3.3. Case Selection Criteria 

The definition of Software­related fatal failures clarifies what sort of cases we collected        from the “RISKS” Reports. It is also important to define and explain what information        we finally collected out of those cases, to help answer our research questions. The data        of interest includes: 

(11)

Case number: Needed for sorting cases and knowing the exact number of cases, but        also used for more efficient processing of the data during the analysis­phase.  

 

Date(s): Contains the year/s of occurrence of a specific fatal failure. The date/s is/are        an interesting factor in observing whether the fatalities have decreased or increased        over time. It also provides knowledge about when the most fatal failures occurred and        when the first fatal software failures was documented. It is possible that failures have        been occurring during a specific time period, for example between 1982 and 1990. In        cases where the date of the failure is not documented or known, we categorized it as        “Unknown”. 

 

Number of deaths:     Since this research revolves around fatal failures and the number of        fatalities is the key for answering RQ1, the number of deaths is of high significance. It is        one of the most important criteria in the case collection. The collected cases need to        include at least 1 fatality which was caused during or because of the software­related        failure. The number of deaths is needed to calculate the total number of        software­related deaths and for answering the research questions. Cases which have an        unknown number of deaths, are further investigated and either documented or ignored.        If we lack accurate information about the death or cannot show evidence that the death        is directly related to a software failure, then the case is ignored . 

 

Location: As location we consider the geographical part where the failure occurred. A        location is considered either a country, an ocean or sea, or unknown, in case no        information can be acquired about where the software­failure happened. The location        is important for showing the diversity in the failures, observing where the most fatal        failures have taken place and adding knowledge to future investigations. Of course        linking a software­related case with a location, is again based on the documented cases        in the “Risks” Reports. Mostly the location is where the system including the software        was stationed and operated or failed (e.g. airliner crash), not the location where the        software and hardware was manufactured.
————————
→ BRIEF 1
In the case selection criteria section, what category is given to a failure whose date is not documented or known?
→ BRIEF 2
Please pull out the part of the case selection criteria section starting with "Location: As location we" and going on through "the        software and hardware was manufactured.", word for word.
→ BRIEF 3
Write what comes next in the case selection criteria section, picking up after its final sentence.
Nothing in the entries is needed.
————————
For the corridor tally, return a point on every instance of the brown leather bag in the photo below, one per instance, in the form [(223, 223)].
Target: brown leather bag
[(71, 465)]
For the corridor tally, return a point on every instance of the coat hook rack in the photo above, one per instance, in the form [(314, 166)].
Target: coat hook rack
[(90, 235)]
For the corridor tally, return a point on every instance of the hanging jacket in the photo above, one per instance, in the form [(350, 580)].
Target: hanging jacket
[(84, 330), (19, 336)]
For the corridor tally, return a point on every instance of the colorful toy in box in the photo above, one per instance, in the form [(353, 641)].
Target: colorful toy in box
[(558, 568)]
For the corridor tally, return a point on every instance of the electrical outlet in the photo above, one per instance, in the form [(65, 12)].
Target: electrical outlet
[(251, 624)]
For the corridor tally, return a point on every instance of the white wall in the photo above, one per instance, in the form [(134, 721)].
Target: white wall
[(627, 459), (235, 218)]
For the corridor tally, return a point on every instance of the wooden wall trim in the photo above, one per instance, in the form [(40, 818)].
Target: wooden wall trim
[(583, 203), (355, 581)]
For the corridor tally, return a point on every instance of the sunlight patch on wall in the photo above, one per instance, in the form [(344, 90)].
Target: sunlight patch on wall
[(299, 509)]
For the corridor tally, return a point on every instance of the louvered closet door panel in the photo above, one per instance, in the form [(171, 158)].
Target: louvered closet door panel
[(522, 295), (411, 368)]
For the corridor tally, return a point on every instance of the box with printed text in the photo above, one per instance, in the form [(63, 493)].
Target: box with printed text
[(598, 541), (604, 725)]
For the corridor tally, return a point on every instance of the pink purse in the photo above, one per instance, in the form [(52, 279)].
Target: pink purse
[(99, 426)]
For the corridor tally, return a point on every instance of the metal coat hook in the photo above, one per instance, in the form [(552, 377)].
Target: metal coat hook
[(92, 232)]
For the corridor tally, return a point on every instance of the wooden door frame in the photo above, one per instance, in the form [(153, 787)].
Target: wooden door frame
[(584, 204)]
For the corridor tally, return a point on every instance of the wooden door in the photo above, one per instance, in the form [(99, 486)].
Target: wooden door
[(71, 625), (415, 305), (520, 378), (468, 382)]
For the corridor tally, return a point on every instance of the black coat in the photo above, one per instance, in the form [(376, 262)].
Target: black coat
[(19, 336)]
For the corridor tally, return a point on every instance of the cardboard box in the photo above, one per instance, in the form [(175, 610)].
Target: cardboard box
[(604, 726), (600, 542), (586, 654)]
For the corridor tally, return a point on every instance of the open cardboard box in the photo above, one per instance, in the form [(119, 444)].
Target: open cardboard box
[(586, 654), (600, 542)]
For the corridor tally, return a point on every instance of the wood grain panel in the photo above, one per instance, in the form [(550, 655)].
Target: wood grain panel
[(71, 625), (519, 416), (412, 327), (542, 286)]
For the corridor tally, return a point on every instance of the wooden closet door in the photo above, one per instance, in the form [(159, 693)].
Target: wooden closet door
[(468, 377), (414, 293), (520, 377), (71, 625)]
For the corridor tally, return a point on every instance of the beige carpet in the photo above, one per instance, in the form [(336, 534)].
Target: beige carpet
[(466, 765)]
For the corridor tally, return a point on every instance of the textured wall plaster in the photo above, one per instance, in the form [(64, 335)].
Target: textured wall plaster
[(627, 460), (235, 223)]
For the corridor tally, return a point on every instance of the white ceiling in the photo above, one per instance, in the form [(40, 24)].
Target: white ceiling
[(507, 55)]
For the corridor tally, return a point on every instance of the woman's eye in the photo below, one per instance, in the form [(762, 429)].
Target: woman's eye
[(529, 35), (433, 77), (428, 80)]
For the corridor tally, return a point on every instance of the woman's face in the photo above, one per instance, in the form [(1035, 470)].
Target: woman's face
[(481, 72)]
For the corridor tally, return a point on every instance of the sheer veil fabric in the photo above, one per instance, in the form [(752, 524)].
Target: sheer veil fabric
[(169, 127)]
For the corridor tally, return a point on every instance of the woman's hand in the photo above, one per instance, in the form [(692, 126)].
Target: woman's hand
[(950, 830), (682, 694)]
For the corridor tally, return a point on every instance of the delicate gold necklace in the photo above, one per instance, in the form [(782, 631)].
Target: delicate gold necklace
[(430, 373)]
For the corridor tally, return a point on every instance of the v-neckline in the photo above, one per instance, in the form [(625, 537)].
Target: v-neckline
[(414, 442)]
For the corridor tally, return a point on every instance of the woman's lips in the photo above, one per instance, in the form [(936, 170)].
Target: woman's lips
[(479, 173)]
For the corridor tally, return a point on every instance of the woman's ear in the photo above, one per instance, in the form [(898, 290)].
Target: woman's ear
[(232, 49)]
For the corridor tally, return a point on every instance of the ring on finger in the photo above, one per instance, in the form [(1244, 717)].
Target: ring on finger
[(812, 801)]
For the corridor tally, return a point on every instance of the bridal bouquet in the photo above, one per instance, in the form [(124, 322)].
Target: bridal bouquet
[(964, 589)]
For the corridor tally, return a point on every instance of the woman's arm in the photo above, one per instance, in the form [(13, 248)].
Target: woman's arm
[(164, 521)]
————————
→ EXPECTED ANSWER 1
It is categorized as "Unknown".

→ EXPECTED ANSWER 2
Location: As location we consider the geographical part where the failure occurred. A        location is considered either a country, an ocean or sea, or unknown, in case no        information can be acquired about where the software­failure happened. The location        is important for showing the diversity in the failures, observing where the most fatal        failures have taken place and adding knowledge to future investigations. Of course        linking a software­related case with a location, is again based on the documented cases        in the “Risks” Reports. Mostly the location is where the system including the software        was stationed and operated or failed (e.g. airliner crash), not the location where the        software and hardware was manufactured.

→ EXPECTED ANSWER 3
Nature of the failure: As nature of a failure we consider the aftermath. What the            software­failure caused and resulted in. The nature of the failure is described shortly        giving an brief overview to the reader about the failure or accident. The nature of the        failure often helps us to define if a death was related to the software or to other factors.        It does not directly answer the research questions, but provides a basis for further        investigation and necessary information in the collection of failures we present. 

 

Main Fault(s) causing the failure:         ​Since software­related failures are complex and        often includes multiple causes, we consider as main faults those who had the biggest        impact in causing the failure. Of course those causes should at least include one        software­related failure, preferably the main cause should be software­related. The       

(12)

main faults are as well as the nature of the failure important for further investigation        and valuable information in the failure collection. The main fault is important in        defining the nature of the probable main fault, which will answer one of our main        research questions. While knowing the main cause we can define the nature of the main        fault. The cases investigated must have a software­related fault causing the failure in        order to be collected, since we are interested in those specific cases. Otherwise, they are        not taken into consideration. The main fault can in some cases be unclear or undefined,        although we must know through the information at hand that the case is somehow        software­related in order to be further studied. Defining and understanding the main        causes can be really difficult, especially in advanced aviation or military systems where        many causes and factors are involved. C.W Johnson's “Looking Beyond the Cockpit:        Human Computer Interaction in the Causal Complexes of Aviation Accidents” study [5],        shows how to define probable causes of aviation accidents, information which has been        of great assistance in understanding the causes of such accidents in this thesis.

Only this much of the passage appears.